Rewrite the entries from the start through the line that contains "of the rocky", inclusive, changing "thickest" to "widest" and leaving everything else as it is.

-------- Data shown --------

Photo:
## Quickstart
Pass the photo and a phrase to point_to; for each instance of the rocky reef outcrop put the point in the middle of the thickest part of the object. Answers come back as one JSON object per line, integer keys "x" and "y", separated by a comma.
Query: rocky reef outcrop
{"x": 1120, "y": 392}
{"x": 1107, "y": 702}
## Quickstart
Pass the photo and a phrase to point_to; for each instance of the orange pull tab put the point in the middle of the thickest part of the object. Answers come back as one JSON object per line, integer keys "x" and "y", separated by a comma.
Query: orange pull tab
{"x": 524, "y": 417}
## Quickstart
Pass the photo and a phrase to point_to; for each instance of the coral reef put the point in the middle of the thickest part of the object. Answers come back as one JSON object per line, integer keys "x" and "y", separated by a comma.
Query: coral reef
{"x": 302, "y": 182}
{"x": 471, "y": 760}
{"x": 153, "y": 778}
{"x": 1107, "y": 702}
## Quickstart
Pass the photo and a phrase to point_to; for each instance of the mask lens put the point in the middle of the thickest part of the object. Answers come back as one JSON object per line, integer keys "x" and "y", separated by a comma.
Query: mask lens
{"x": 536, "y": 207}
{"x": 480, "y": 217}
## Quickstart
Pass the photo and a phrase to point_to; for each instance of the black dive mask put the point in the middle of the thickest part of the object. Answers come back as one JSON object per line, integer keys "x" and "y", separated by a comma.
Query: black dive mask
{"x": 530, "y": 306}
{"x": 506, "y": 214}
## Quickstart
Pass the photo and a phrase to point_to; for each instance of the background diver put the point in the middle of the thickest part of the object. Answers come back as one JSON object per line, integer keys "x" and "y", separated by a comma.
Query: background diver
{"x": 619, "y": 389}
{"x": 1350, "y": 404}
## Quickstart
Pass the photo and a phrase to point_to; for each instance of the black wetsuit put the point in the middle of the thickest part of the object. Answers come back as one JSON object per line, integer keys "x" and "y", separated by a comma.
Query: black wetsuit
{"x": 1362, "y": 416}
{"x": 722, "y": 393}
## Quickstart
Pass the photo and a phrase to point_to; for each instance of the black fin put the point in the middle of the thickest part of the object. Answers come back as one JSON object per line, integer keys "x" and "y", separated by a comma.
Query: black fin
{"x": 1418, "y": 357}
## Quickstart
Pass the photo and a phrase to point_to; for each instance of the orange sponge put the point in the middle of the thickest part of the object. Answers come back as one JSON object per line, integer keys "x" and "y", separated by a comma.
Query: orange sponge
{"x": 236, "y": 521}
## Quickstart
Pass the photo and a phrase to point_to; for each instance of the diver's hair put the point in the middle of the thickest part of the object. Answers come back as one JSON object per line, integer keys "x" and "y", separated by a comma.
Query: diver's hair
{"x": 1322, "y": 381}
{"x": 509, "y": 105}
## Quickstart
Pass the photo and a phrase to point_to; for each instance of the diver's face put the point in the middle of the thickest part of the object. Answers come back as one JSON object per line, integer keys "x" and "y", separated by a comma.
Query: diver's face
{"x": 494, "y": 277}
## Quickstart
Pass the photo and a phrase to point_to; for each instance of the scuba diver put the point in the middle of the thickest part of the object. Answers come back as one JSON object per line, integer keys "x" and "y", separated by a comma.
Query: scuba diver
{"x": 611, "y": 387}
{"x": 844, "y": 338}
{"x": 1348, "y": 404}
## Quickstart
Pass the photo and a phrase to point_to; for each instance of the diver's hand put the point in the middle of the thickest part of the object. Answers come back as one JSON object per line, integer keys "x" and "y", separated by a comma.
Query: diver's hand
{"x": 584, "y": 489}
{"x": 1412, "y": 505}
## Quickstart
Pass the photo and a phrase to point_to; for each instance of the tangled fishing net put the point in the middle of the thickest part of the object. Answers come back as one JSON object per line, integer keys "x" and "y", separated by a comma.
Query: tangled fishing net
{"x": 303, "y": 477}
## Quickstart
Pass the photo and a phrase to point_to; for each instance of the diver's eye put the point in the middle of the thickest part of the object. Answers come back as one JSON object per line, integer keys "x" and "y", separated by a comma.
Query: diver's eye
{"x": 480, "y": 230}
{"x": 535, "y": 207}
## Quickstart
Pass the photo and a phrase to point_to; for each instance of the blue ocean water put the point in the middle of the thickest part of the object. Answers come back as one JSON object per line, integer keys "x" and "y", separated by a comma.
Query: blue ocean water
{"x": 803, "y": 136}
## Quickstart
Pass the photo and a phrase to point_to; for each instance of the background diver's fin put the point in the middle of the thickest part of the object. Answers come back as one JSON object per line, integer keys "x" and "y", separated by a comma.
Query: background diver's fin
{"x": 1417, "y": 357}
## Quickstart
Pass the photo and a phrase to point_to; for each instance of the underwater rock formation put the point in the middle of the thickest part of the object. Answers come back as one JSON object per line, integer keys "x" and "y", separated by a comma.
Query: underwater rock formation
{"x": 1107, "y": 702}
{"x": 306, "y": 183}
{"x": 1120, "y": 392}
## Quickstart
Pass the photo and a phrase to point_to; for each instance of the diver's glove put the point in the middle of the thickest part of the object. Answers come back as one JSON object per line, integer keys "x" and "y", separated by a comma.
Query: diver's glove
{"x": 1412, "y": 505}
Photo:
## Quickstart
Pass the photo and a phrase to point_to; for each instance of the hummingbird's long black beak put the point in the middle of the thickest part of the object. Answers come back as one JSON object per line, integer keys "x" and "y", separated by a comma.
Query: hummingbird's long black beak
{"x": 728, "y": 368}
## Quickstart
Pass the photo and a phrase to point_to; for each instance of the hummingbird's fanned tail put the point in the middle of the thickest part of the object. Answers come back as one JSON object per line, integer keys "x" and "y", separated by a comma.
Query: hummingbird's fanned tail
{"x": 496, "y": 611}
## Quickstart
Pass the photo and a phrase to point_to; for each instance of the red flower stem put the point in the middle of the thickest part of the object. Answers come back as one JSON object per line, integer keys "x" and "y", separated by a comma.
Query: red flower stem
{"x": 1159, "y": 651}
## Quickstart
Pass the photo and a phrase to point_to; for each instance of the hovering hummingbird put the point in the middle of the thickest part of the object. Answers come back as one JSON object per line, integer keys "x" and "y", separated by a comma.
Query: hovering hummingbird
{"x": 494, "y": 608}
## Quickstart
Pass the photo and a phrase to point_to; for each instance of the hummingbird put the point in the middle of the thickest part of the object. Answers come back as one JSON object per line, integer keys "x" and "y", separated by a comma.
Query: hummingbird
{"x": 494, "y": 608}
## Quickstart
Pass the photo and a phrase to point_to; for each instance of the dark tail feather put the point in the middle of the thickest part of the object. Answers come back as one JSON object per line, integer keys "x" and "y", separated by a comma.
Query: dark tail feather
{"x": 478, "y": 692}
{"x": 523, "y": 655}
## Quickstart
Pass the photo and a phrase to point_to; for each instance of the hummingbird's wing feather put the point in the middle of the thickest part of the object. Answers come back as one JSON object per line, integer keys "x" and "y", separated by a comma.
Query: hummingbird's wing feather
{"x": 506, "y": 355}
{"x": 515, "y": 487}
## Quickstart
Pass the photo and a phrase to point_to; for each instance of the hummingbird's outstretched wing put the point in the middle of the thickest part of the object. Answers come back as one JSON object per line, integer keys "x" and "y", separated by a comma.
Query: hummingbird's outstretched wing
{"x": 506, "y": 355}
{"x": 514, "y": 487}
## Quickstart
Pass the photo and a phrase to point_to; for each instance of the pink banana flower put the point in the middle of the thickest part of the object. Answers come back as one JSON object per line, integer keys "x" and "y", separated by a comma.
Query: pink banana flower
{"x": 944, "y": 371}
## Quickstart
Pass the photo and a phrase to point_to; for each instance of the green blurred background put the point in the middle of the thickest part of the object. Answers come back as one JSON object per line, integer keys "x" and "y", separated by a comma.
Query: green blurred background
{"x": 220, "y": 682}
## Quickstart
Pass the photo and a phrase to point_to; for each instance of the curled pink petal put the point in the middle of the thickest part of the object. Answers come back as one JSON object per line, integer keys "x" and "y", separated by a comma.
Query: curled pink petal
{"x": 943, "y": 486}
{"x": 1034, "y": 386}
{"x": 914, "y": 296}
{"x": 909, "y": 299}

--------

Answer for this exercise:
Photo:
## Quickstart
Pass the photo and a phrase to point_to; for each instance of the rocky reef outcrop put the point in the middle of the widest part of the object. Answers come back as one JSON object per line, integer keys "x" and "y", separated by a comma.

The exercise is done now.